En conflit avec sa mère, Ambre, 17 ans, s’enfuit avec son petit ami en direction du sud de la France où ils s’arrêtent chez Baptiste, que l’adolescente a rencontré sur Internet. Pendant ce temps, Arthur, un réalisateur quadragénaire, débute un nouveau travail de modérateur de contenus pour les réseaux sociaux. Très vite, il est confronté à des images d’une rare violence.

Vous l’aurez compris notre auteur nous raconte successivement deux histoires. Enfin ces deux histoires sont plus imbriquées que cela. Il y a cette adolescente en rupture, qui part un peu à la dérive et qui en fougeant se met en danger. Mais ça elle ne le sait pas encore. Et puis il y a ce type qui au mitan de sa vie s’aperçoit que celle-ci n’est pas celle qu’il avait imaginée. Son couple bat de l’aille et sa carrière ne décolle pas, obligé qu’il est de prendre un job pour bouffer. Un job qui va le bouffer en réalité.

Le point commun entre ces deux-là, les réseaux sociaux. Les réseaux sociaux et tout ce qu’ils peuvent contenir de perversité. Les prédateurs qui rôdent et qui peuvent manipuler nos enfants à travers la toile, à distance, en toute impunité. Des mecs qui gagent la confiance des jeunes filles avant de les rencontrer dans la vraie vie et là qui finissent par montrer leur vrai visage !

 Et puis l’envers du décor que l’on découvre avec ces « éboueurs du net ». Ces gens qui des heures durant sont confrontés à la violence des propos mais surtouts des images que transporte continuellement la toile. Des vidéos de pervers en tout genre, de détraqués mentaux, de terroriste qui décapitent pour un oui pour un non, de malade en mal de reconnaissance prêts à tout et n’importe quoi, au pire surtout pour faire le buzz. Et derrière nos écrans, une armée « d’éboueurs du Web » modère en permanence les réseaux sociaux. Ils font le sale boulot à l’abri de nos regards. Et tous les jours, des dizaines de milliers de personnes, nettoient les réseaux sociaux de leurs contenus les plus choquants. Sévices d’animaux, images dégradantes de pratiques pornographiques particulièrement déviantes, photos d’assassinats commis par des gangs ou des enfoirés de terroristes. Ces tâches peuvent menacer la santé psychologique des modérateurs. Car oui, quand on manipule les poubelles remplies d’ordures en tout genre, on finit forcément par se salir.

Voilà pour le fond de l’histoire quant à la forme elle, elle est tout bonnement parfaite. Chaque partie de l’histoire a son propre rythme. La première nous fait comprendre la psychologie de chacun des personnages, elle nous imprègne de leur ressenti, nous ne sommes plus qu’empathie. La seconde elle accélère, d’actions en rebondissement l’auteur ne nous laisse plus respirer, nous sommes happés, en apnée.

########################################

◆ QUESTION COURTE A
D'après l'extrait présenté, quel nouveau travail Arthur commence-t-il ?

◆ DONNÉES FOURNIES

########################################

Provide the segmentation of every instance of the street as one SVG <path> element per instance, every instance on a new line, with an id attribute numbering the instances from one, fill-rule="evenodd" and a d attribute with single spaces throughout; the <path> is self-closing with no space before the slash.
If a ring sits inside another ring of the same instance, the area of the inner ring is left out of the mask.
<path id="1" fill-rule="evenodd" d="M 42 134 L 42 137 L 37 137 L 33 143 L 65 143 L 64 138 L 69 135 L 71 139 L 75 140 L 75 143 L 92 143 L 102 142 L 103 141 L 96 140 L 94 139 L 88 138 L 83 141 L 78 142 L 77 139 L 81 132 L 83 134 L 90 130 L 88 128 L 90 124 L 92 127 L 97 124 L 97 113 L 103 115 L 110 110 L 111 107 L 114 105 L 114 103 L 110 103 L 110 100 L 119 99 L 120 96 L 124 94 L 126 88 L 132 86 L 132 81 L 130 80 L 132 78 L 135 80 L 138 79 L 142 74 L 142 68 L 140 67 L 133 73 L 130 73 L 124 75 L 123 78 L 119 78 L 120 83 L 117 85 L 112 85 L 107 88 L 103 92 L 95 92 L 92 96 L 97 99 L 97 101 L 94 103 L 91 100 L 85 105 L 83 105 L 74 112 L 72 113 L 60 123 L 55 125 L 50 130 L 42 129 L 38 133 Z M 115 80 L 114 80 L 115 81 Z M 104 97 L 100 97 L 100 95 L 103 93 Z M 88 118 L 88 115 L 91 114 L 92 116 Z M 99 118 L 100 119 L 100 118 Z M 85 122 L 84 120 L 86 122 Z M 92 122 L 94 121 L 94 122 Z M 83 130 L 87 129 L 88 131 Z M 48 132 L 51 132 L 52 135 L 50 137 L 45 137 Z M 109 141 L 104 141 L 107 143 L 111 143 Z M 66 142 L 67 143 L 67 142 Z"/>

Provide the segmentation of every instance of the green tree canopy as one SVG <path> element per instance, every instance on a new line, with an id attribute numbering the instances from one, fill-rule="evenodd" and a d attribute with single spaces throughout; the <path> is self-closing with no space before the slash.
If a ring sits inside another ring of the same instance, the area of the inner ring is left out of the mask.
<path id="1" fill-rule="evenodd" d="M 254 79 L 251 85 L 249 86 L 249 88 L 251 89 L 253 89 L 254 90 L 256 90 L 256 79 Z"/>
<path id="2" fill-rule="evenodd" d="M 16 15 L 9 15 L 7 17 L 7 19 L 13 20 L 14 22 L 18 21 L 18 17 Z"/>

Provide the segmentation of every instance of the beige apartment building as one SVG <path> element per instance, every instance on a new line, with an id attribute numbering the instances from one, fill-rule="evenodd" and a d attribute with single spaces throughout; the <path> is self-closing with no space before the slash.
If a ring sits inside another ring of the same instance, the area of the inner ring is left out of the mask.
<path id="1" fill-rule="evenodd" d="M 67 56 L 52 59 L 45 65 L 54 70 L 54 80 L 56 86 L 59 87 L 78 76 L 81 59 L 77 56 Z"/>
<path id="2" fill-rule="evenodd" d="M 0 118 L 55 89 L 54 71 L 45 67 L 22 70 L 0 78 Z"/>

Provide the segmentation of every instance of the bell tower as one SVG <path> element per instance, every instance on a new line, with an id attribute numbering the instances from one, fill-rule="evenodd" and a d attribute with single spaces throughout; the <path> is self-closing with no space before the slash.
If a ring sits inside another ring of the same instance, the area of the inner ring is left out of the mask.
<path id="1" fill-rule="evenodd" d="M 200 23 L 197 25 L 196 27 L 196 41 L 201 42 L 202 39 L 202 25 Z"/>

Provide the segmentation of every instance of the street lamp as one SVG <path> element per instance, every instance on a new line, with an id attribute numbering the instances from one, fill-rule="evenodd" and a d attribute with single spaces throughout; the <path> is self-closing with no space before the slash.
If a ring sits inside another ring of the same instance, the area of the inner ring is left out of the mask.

########################################

◆ QUESTION COURTE B
Dans les entrées, recopiez sous forme de liste numérotée les lignes allant de celle qui contient « Provide the segmentation of every instance of the street lamp » jusqu'à la fin des entrées incluse, sans les lignes vides.

◆ RÉSULTAT FINAL A
Il débute un travail de modérateur de contenus pour les réseaux sociaux.

◆ RÉSULTAT FINAL B
1. Provide the segmentation of every instance of the street lamp as one SVG <path> element per instance, every instance on a new line, with an id attribute numbering the instances from one, fill-rule="evenodd" and a d attribute with single spaces throughout; the <path> is self-closing with no space before the slash.
2. If a ring sits inside another ring of the same instance, the area of the inner ring is left out of the mask.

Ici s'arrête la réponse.